The English bandleader, composer and pianist has been pulling together the disparate influences of American jazz, Brechtian polemics and English radical poetry since the 1960s.
In London, in the 1960s Westbrook was writing his own music and formed a regular band. The music was becoming more experimental and inspired by the American New Wave. Whilst the American influence remained strong, Westbrook had a strong conviction to question the American orthodoxy and to work on developing an independent voice. Early in his career, he was writing anti-war pieces such as ‘Marching Song’.
The 1970s saw the opening up of opportunities in the theatre world, both in straight theatre and in Fringe or alternative theatre. His Brass Band was formed in 1973 and had the ability to play in any surroundings from the streets to shopping centres, schools, hospitals and factory canteens. The repertoire drew on influences from New Orleans music, folk songs and early music. By the late 1970s, the band moved into Jazz Cabaret. This music theatre approach, based in jazz, with improvisation all-important, as a vehicle for original songwriting, is a constant theme in the work of Westbrook and his wife, Kate. I can think of nothing else quite like this.

* _Recorded data_:
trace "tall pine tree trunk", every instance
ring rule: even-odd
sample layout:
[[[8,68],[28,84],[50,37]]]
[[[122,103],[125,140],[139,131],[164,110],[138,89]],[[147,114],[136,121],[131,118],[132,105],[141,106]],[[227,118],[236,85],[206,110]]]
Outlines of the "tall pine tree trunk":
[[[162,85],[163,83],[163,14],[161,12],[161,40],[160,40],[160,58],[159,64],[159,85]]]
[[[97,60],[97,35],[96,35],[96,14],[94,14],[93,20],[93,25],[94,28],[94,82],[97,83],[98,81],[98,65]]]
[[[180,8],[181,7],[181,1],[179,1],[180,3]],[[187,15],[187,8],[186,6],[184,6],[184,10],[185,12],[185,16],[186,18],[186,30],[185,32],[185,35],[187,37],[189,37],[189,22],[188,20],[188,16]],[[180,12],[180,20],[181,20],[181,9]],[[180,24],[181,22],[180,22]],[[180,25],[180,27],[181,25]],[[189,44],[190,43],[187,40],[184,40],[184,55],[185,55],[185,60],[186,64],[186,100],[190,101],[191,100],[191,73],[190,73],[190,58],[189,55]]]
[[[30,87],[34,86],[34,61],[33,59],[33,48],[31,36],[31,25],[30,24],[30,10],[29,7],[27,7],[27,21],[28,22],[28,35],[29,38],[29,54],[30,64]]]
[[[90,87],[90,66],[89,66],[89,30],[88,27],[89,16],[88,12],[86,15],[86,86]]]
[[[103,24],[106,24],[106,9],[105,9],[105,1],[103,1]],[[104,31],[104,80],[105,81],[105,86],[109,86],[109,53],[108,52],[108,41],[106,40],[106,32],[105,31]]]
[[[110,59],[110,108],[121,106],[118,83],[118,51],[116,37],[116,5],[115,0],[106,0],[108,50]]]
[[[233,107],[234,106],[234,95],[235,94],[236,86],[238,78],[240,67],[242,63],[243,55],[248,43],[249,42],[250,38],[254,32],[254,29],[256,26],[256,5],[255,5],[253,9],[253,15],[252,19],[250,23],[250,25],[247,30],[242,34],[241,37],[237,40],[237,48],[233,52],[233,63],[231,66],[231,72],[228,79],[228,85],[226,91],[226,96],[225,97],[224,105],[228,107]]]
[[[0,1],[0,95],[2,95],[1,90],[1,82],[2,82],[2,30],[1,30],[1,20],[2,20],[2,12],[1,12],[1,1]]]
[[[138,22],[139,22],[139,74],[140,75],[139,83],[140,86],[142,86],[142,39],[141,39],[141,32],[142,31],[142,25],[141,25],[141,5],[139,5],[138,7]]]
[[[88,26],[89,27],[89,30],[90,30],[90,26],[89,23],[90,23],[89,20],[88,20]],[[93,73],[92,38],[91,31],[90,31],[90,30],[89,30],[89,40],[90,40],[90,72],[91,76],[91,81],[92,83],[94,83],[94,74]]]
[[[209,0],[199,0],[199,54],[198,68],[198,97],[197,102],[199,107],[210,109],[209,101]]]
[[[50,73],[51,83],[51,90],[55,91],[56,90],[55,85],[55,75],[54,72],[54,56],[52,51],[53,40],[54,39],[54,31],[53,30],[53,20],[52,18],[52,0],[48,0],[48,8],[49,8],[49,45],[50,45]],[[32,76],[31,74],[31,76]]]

* _Required actions_:
1. In the passage on Westbrook, rewrite the portion starting at "The 1970s saw" and ending at "quite like this.", replacing "Jazz Cabaret" with "Jazz Revue".
2. State whether each statement agrees with the passage on Westbrook, answering yes or no and quoting the words of the passage that decide it. (a) Westbrook's Brass Band was formed in 1973. (b) The Brass Band's repertoire drew on Latin American dance music. (c) Early in his career, Westbrook wrote anti-war pieces.

* _Per-task outputs_:
1.
The 1970s saw the opening up of opportunities in the theatre world, both in straight theatre and in Fringe or alternative theatre. His Brass Band was formed in 1973 and had the ability to play in any surroundings from the streets to shopping centres, schools, hospitals and factory canteens. The repertoire drew on influences from New Orleans music, folk songs and early music. By the late 1970s, the band moved into Jazz Revue. This music theatre approach, based in jazz, with improvisation all-important, as a vehicle for original songwriting, is a constant theme in the work of Westbrook and his wife, Kate. I can think of nothing else quite like this.

2.
(a) Yes: "His Brass Band was formed in 1973"
(b) No: "The repertoire drew on influences from New Orleans music, folk songs and early music."
(c) Yes: "Early in his career, he was writing anti-war pieces such as ‘Marching Song’."